Nouveau bulletin de notes au collège : peut mieux faire

par Sibylle LAURENT
Publié le 30 septembre 2015 à 19h50
Nouveau bulletin de notes au collège : peut mieux faire

ILS NOTENT lA MINISTRE – Alors que la ministre de l’Education Najat Vallaud-Belkacem a présenté ses mesures pour réformer l’évaluation du bulletin de notes afin de le rendre plus clair et plus lisible, professeurs et parents disent à metronews ce qu’ils en pensent : pas que du bien.

"Bien, mais peut mieux faire." "Trop complexe." "Il faut plus de lisibilité." "Ne va pas assez loin." Non, ce ne sont pas les appréciations d’un bulletin de note moyen, mais les commentaires des parents et enseignants après que Najat Vallaud-Belkacem a présenté ses propositions sur l’évaluation des élèves au collège. La réforme prévoit notamment un nouveau modèle de bulletin scolaire, où les élèves seront évaluées par compétences, avec des critères tels que "objectifs non atteints", "partiellement atteints", ou encore "dépassés". A côté de ça, les enseignants auront toujours la possibilité d'évaluer avec des notes chiffrées. Ces bulletins trimestriels seront complétés à la fin de chaque cycle (CE2, 6e, 3e) par une fiche dressant un bilan global sur un socle commun de connaissances que l'élève doit maîtriser à 16 ans.

### DONNÉES
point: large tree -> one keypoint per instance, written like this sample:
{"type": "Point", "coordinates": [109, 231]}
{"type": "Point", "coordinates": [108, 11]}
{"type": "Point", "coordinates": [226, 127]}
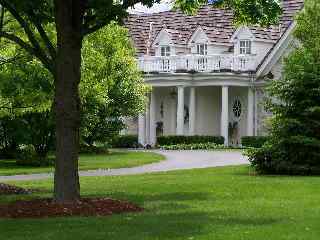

### OBJECTIFS
- A) Dans l'article sur le nouveau bulletin de notes, relevez tous les critères d'évaluation par compétences cités entre guillemets.
- B) Les affirmations suivantes sont-elles conformes à l'article sur le nouveau bulletin de notes ? Répondez par oui ou par non à chacune, en citant les mots décisifs du texte. (i) Les enseignants ne pourront plus évaluer avec des notes chiffrées. (ii) La fiche de fin de cycle dresse un bilan sur un socle commun que l'élève doit maîtriser à 16 ans. (iii) L'article a été publié le 30 septembre 2015.
- C) Poursuivez l'article sur le nouveau bulletin de notes au collège à partir de sa dernière phrase.
Les données n'ont aucun lien avec l'article sur le nouveau bulletin de notes.

### RÉPONSES
- A) « objectifs non atteints », « partiellement atteints », « dépassés »

- B)
(i) Non : « les enseignants auront toujours la possibilité d'évaluer avec des notes chiffrées ».
(ii) Oui : « une fiche dressant un bilan global sur un socle commun de connaissances que l'élève doit maîtriser à 16 ans ».
(iii) Oui : « Publié le 30 septembre 2015 à 19h50 ».

- C)
L’idée de la ministre ? Simplifier l’évaluation, et la rendre plus lisible pour les parents et les élèves. Mais dans un contexte où les différentes parties - syndicats d’enseignants, et de parents d’élèves - s’affrontent sur le sujet de la notation à l’école, les mesures présentées sont loin, très loin de faire l’unanimité.

"Les notes ne sont plus justifiées"

D’un côté, il y a les "bien, mais peut mieux faire". Christian Chevalier, secrétaire général de l’ Unsa , qui, avec la CFDT, est plutôt pour les orientations prises par le gouvernement, estime que la mesure ne va pas assez loin : "Les notes ne sont plus justifiées. Elles sont stigmatisantes, conçues à l’origine pour trier les élèves", explique-t-il. Mais, en permettant aux profs de conserver la notation, tout en introduisant la notion de compétences, la ministre a été "habile" : "Supprimer les notes aurait créé un mouvement de panique. Là ça va se faire progressivement", estime-t-il.

Même son de cloche pour la FCPE, Fédération des conseils de parents d’élèves , qui prône elle aussi une "évaluation positive et bienveillante", et donc sans notes, au collège. "Le fait que la ministre conserve les deux systèmes d’évaluation montre un glissement progressif, et les bilans à la fin des cycles permettront de mesurer les progrès des élèves", se réjouit Henri-Jean Le Niger, vice-président, qui y voit donc "une bonne transition, mais qui ne va pas assez loin."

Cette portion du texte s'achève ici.